_Task instructions_:
1. Which methods are called with dot notation on an object in the code excerpt? List each method once.
2. According to the code excerpt, what does the entities df hold?
3. Reproduce the code excerpt from "return flat_list" to "merged_ent = set()".

Pre-requisite files:

    - sim_df = df with all similar entity pairs)
    - entities = df of all entities (including dissimilar) with frequencies

In [10]:
def flatten(list_of_mixed_types):
    # helper function to convert a list of mixed types (strings and lists) into a list
    flat_list = []
    for element in list_of_mixed_types:
        if isinstance(element,list): 
            flat_list.extend(flatten(element))
        else: 
            flat_list.append(element)
    return flat_list

def align_transitively(what_merged):
    """
    function to transitively merge the entities
    """
    merged_dict = defaultdict(list)
    merged_ent = set()
    
    for key,value in tqdm(what_merged.items()):
        merged_ent.update(what_merged[key])
        for item in value:
            merged_dict[key].extend(what_merged[key])

_Dataset records_:
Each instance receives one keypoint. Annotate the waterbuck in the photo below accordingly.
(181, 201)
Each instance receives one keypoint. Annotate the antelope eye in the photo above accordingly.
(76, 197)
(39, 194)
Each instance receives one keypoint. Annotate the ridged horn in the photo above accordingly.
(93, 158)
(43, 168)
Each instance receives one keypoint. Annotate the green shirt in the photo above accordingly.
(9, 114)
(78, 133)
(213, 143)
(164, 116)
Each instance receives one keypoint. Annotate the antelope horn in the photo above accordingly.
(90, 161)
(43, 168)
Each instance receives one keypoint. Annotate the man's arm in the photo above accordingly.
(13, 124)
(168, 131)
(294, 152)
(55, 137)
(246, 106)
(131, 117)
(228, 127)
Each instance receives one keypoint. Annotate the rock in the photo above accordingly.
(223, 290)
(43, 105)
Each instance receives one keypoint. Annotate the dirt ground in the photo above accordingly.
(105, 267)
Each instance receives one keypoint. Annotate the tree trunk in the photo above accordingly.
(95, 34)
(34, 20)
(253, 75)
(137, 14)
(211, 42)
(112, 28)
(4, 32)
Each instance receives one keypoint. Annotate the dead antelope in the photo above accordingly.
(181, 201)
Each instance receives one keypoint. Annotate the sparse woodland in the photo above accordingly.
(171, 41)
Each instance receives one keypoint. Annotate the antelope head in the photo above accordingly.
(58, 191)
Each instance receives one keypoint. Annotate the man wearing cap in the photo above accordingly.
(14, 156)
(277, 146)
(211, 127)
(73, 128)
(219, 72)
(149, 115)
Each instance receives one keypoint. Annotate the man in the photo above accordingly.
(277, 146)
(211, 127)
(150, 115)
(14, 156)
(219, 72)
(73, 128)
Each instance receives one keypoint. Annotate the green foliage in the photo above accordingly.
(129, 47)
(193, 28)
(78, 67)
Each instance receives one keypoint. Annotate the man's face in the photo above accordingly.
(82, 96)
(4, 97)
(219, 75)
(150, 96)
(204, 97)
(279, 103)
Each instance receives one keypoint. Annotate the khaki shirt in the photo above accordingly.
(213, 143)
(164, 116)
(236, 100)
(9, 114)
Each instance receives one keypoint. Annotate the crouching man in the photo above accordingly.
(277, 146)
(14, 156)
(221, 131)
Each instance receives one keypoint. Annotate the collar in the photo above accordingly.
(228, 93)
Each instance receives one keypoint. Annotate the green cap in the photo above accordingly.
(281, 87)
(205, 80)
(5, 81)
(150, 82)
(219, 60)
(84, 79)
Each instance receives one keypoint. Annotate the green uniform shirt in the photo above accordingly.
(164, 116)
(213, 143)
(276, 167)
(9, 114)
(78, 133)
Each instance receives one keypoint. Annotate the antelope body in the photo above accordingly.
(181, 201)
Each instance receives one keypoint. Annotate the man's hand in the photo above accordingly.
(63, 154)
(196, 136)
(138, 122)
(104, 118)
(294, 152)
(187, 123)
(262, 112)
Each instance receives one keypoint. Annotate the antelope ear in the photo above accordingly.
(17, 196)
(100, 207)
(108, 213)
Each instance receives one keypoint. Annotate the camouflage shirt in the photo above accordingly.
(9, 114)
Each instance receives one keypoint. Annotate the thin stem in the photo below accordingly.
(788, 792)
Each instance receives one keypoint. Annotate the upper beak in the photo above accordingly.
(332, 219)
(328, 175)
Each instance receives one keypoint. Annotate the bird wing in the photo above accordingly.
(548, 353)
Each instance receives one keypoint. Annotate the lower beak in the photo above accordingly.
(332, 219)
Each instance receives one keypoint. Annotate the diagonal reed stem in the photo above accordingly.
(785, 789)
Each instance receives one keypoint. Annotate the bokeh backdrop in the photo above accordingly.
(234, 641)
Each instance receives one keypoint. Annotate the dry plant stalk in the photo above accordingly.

_Outputs for the tasks_:
1. extend, append, items, update

2. All entities, including dissimilar ones, with their frequencies.

3.
return flat_list

def align_transitively(what_merged):
    """
    function to transitively merge the entities
    """
    merged_dict = defaultdict(list)
    merged_ent = set()